# [ASSIGNMENT]
Entries in the following listing are to be copied exactly as they stand.
(Beginning of EXERCISE DATA)
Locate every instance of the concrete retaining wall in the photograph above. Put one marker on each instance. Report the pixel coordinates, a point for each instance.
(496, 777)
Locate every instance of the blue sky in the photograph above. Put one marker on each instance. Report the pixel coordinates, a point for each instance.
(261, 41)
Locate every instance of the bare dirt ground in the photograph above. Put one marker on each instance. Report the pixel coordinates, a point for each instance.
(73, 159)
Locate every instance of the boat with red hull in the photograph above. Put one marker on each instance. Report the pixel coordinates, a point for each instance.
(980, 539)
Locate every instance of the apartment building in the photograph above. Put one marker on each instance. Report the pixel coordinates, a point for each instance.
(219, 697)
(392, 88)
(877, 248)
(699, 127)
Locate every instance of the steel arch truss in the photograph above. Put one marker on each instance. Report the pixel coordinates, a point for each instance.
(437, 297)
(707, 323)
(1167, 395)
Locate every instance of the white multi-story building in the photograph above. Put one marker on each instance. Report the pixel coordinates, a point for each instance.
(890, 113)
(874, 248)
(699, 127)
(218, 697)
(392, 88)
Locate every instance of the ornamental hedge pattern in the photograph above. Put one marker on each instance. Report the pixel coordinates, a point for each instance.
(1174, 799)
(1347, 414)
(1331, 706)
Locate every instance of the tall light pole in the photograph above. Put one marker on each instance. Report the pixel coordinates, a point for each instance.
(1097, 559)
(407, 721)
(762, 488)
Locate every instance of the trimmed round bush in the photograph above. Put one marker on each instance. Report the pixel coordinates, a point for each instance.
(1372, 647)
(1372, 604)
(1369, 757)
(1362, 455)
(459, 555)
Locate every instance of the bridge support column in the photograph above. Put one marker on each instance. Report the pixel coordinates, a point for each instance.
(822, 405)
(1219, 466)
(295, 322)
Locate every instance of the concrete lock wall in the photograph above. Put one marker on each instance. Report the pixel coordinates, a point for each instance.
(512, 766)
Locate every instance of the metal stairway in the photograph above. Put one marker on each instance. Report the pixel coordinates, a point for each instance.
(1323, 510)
(End of EXERCISE DATA)
# [EXERCISE OUTPUT]
Locate every instance of the concrete retaining wall in the photograph above. Put one marker on each instance. Report the pixel coordinates, a point for each instance.
(496, 777)
Locate every instance of the blue sky in the photograph above. Put one marker on each instance. Report the pixel coordinates, a point for each instance.
(261, 41)
Locate every instance of the bare dirt ground in the photograph above. Put one marker on each instance. Report the pixel coordinates, a point for each instance.
(73, 159)
Locate every instance of the boat with red hull in the photograph above. Put one marker on each instance. Report the pixel coordinates, a point for each instance.
(980, 539)
Locate every instance of the apartment building in the photograph above. Put one marker on each instance. Report the pixel coordinates, a point for each instance.
(219, 697)
(392, 88)
(877, 248)
(699, 127)
Locate every instance of the steel arch truss in the photograph above. Put one marker on each instance. Report the pixel coordinates, a point for each instance.
(437, 297)
(707, 323)
(1167, 395)
Locate every instance of the white multi-story building in the photograph above. Put one marker on each instance. Report the pixel coordinates, a point for each instance.
(890, 113)
(874, 248)
(699, 127)
(218, 697)
(392, 88)
Locate every instance of the ornamental hedge pattern in the photograph above. Put one marker on each instance. Report the pixel coordinates, a point for each instance.
(1174, 799)
(1347, 414)
(1331, 706)
Locate every instance of the tall light pole in the photograph above. Put one marker on each instance. Report the pixel coordinates, a point for each instance.
(1097, 559)
(407, 721)
(762, 488)
Locate every instance of the trimmed round bush in the photograph above. Put one marker on each instance. Report the pixel coordinates, a point for each instance.
(1372, 647)
(1372, 604)
(1369, 757)
(1362, 455)
(459, 555)
Locate every instance of the bridge support column in the photograph above. Put one marker on each instance. Report the pixel coordinates, a point for each instance.
(822, 405)
(1219, 466)
(295, 322)
Locate every instance of the concrete lock wall in the photograph above. Put one marker on each instance. Report the pixel coordinates, a point for each instance.
(512, 766)
Locate every instance of the metal stairway in the photograph above. Put one marker on each instance. Report the pixel coordinates, a point for each instance.
(1323, 510)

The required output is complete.